Supplied passage:
⟨

# Dataset Preparation

## Installing and Importing Libraries

In [1]:
!pip install padelpy



PaDELPy provides a Python wrapper for the PaDEL-Descriptor molecular descriptor calculation software. It was created to allow direct access to the PaDEL-Descriptor command-line interface via Python.

https://github.com/ecrl/padelpy

In [2]:
!pip install wget



Python utility command used to download files

https://pypi.org/project/wget/

In [3]:
import wget
import zipfile as z
import glob

import pandas as pd
from padelpy import padeldescriptor

## Functions

In [4]:
def download_fingerprints(url):
    filename = wget.download(url)
    zipf = z.ZipFile(filename)
    zipf.extractall()

In [5]:
def get_xml():
    files = glob.glob('*.xml')
    files.sort()
    return files

In [6]:
def xml_string_removal(list_):
    fp_new = list()
    for i in list_:
        i = i[:-4]
        fp_new.append(i)
    return fp_new

In [7]:
def print_shape(list_):
    for i in list_:
        print(i.shape)

In [8]:
def descriptor_building(fingerprint_list, molecule_dir):
    descriptor_list = list()
    for i in fingerprint_list:
        fingerprint_output_file = ''.join([i,'.csv']) 
        fingerprint_descriptortypes = fp[i]
        padeldescriptor(mol_dir = molecule_dir, 
                    d_file = fingerprint_output_file, 
                    descriptortypes = fingerprint_descriptortypes,
                    detectaromaticity = True,
                    standardizenitro = True,
                    standardizetautomers = True,
                    threads = 2,
                    removesalt = True,
                    log = True,
                    fingerprints = True)

⟩

Available records:

⟨

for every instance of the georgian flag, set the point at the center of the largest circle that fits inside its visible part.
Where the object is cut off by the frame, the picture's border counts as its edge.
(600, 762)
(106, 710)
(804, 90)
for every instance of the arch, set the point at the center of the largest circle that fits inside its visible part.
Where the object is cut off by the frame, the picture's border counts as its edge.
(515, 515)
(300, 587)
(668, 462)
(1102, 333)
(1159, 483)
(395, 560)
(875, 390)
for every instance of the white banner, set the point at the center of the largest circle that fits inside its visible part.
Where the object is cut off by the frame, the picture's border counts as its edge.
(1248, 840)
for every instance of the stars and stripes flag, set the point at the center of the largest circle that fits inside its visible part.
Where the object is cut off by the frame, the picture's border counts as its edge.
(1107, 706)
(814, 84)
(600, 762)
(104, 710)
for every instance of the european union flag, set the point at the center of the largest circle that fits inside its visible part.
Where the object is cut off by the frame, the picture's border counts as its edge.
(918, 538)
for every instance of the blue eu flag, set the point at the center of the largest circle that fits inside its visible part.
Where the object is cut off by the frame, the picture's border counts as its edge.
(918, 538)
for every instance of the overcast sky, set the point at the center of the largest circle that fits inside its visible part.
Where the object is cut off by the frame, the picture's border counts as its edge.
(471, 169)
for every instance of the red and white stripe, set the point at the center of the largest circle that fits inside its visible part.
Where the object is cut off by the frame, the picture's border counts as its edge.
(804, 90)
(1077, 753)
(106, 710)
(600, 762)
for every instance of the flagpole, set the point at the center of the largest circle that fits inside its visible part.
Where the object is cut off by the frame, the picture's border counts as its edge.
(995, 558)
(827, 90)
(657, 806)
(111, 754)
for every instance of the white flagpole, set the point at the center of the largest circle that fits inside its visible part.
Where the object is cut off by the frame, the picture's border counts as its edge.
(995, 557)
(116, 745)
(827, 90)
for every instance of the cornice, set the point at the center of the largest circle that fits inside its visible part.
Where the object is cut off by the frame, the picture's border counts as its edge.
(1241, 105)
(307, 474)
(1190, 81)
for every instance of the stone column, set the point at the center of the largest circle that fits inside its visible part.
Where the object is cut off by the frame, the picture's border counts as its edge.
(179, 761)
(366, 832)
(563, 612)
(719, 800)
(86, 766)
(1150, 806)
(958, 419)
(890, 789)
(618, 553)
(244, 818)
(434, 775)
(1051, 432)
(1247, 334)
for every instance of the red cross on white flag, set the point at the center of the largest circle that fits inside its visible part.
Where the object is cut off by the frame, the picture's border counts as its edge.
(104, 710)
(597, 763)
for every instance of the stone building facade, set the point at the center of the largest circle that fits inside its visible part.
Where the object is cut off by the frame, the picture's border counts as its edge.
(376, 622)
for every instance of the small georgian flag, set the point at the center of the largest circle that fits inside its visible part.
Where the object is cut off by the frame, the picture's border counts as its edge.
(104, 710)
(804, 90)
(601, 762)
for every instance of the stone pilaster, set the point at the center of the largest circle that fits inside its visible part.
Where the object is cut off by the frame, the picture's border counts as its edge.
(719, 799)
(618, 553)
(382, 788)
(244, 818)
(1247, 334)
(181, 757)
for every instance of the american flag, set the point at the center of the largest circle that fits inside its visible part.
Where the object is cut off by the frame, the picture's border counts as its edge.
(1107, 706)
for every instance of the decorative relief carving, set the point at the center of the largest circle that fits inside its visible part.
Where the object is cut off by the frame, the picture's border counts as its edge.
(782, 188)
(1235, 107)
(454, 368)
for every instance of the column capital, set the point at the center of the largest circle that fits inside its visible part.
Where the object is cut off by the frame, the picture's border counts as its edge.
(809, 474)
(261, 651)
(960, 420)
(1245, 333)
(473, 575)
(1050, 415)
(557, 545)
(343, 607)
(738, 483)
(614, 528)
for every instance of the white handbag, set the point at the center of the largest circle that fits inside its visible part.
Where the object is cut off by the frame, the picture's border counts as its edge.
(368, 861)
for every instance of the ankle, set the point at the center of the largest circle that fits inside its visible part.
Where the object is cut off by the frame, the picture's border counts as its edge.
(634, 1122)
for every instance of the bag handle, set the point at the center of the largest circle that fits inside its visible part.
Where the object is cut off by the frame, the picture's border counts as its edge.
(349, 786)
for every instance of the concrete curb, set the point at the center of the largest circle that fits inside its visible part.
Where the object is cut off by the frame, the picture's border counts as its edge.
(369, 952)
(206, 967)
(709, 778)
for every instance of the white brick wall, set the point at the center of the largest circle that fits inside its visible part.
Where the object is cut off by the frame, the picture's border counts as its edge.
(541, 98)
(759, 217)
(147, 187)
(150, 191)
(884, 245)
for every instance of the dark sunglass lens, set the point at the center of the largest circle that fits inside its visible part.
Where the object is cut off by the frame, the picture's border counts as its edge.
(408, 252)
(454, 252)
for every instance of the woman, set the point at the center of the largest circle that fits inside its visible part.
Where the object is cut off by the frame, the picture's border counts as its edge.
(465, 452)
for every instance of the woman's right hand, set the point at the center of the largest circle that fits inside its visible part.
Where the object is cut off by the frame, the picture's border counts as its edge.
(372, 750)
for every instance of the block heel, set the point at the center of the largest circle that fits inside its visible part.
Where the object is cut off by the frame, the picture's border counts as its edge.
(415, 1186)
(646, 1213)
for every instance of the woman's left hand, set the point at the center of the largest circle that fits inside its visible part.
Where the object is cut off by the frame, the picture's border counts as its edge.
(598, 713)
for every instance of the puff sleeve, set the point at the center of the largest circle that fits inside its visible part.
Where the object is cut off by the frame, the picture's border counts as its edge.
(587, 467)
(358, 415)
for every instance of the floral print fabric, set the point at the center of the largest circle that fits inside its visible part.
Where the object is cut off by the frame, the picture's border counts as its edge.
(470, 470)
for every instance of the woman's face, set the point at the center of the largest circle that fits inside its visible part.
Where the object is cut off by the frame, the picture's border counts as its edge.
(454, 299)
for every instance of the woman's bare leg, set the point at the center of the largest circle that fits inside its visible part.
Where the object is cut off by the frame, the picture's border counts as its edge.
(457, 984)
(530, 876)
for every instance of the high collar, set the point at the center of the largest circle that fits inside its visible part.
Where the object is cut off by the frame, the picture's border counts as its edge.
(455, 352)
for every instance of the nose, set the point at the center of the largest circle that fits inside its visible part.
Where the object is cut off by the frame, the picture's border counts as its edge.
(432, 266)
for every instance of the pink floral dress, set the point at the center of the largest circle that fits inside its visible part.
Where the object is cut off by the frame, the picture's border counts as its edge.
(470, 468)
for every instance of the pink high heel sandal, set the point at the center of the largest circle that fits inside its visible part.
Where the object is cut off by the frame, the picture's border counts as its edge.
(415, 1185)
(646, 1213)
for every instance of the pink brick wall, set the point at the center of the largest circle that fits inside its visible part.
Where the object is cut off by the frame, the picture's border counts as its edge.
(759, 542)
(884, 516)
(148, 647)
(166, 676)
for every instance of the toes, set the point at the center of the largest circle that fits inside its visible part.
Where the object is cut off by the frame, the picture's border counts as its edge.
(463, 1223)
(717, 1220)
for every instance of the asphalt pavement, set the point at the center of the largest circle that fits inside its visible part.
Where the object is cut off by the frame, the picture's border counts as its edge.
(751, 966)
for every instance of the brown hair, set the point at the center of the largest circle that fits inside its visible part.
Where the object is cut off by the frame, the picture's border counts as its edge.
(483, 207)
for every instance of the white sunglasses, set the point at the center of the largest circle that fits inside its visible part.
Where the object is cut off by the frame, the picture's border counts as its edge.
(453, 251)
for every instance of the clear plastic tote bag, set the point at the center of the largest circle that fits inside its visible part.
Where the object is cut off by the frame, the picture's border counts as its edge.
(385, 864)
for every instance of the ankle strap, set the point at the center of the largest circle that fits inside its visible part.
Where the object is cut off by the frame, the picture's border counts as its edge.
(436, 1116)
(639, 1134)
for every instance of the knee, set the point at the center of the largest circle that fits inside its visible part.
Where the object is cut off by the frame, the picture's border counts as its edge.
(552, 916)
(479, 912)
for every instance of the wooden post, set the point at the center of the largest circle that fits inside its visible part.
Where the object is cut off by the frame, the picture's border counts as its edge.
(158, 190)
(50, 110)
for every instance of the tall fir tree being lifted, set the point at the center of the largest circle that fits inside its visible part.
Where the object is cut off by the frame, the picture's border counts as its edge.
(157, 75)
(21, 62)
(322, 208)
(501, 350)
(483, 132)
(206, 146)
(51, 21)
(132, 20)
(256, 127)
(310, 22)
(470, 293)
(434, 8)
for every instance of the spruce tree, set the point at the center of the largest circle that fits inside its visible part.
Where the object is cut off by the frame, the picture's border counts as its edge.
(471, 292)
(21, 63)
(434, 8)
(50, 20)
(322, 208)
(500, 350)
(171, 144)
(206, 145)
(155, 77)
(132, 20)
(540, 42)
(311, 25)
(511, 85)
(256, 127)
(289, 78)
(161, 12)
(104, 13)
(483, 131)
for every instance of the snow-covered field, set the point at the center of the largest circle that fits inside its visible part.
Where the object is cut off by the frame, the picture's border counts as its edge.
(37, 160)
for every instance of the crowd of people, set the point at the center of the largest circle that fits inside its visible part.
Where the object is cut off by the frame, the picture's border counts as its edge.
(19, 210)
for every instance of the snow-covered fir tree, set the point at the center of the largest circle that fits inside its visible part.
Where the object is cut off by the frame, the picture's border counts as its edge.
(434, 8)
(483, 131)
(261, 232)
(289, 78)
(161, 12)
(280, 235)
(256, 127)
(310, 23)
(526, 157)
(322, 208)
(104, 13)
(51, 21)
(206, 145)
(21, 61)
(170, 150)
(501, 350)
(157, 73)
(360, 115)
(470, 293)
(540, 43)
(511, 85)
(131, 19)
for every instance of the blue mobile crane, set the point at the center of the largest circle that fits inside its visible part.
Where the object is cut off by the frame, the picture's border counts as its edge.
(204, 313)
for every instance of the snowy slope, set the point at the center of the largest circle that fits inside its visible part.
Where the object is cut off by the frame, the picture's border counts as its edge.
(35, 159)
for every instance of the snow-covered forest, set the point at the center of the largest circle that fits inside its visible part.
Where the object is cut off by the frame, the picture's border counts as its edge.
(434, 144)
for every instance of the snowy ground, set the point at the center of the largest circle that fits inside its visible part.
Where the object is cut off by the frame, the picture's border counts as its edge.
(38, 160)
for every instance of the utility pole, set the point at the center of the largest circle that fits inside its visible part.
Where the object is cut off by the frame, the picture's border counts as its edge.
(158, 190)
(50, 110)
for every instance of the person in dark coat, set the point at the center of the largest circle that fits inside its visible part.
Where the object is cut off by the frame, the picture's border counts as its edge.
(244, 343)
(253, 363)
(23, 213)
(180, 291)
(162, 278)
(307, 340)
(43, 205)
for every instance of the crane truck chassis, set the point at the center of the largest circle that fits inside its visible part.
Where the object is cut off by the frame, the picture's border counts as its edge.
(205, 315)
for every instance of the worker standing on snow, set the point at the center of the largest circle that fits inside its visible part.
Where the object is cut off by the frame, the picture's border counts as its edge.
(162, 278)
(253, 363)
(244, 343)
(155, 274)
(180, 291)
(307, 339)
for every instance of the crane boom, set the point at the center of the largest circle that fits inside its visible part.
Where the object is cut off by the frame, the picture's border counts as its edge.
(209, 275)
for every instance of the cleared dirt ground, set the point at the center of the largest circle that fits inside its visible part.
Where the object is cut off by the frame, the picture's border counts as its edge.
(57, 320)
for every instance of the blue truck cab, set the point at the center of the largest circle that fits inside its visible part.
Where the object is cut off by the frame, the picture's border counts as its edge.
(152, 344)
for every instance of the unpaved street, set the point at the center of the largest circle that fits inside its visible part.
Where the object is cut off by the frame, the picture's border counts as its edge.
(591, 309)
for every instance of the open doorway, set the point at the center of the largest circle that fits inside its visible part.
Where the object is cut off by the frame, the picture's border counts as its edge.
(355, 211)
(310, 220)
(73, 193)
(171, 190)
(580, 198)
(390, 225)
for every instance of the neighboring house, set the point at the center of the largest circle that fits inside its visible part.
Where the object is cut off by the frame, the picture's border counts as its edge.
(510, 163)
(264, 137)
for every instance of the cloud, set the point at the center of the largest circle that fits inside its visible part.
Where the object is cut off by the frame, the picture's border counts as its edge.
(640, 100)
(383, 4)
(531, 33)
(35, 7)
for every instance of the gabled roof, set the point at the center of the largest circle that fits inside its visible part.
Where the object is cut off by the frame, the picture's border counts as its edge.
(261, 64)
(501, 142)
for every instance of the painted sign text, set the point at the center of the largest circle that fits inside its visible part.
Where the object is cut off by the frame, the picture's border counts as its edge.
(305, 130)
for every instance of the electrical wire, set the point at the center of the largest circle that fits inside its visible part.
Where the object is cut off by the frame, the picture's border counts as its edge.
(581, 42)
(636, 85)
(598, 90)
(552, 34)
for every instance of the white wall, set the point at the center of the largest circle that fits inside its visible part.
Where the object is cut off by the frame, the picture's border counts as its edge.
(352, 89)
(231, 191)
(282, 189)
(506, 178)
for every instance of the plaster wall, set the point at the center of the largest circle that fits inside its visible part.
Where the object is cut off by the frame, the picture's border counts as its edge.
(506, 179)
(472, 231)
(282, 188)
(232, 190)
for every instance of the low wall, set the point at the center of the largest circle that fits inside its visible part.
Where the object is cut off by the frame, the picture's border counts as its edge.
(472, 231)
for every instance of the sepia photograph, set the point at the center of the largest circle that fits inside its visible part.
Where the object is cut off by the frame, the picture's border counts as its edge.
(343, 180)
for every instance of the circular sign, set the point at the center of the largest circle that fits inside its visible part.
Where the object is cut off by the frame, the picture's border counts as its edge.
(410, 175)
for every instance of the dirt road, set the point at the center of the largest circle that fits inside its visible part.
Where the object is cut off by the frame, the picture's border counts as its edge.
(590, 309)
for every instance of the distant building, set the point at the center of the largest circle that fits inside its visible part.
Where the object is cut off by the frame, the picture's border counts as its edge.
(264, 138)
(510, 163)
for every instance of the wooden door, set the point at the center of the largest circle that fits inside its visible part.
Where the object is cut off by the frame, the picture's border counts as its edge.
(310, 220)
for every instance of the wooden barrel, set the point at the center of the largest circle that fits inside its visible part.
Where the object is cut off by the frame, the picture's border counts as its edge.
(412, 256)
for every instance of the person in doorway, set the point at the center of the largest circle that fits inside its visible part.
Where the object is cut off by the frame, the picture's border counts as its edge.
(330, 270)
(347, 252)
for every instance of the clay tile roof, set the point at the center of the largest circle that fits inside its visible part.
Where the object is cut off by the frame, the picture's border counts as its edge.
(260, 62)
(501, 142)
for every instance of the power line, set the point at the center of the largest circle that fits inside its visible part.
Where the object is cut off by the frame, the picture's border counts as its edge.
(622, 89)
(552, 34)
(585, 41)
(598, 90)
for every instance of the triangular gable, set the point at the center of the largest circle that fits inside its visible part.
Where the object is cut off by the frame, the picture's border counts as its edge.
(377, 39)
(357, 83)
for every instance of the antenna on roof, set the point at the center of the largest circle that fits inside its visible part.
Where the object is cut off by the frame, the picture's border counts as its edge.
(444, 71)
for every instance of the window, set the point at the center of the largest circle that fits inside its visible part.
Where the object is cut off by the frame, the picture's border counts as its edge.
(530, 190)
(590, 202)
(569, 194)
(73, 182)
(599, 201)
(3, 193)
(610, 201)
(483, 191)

⟩

To-do list:
1) From the dataset preparation text, print the part between "## Functions" and "files.sort()", inclusive.
2) Select every line of the records that contains the string "crane", matching case exactly.

Answers per task:
1)
## Functions

In [4]:
def download_fingerprints(url):
    filename = wget.download(url)
    zipf = z.ZipFile(filename)
    zipf.extractall()

In [5]:
def get_xml():
    files = glob.glob('*.xml')
    files.sort()

2)
for every instance of the blue mobile crane, set the point at the center of the largest circle that fits inside its visible part.
for every instance of the crane truck chassis, set the point at the center of the largest circle that fits inside its visible part.
for every instance of the crane boom, set the point at the center of the largest circle that fits inside its visible part.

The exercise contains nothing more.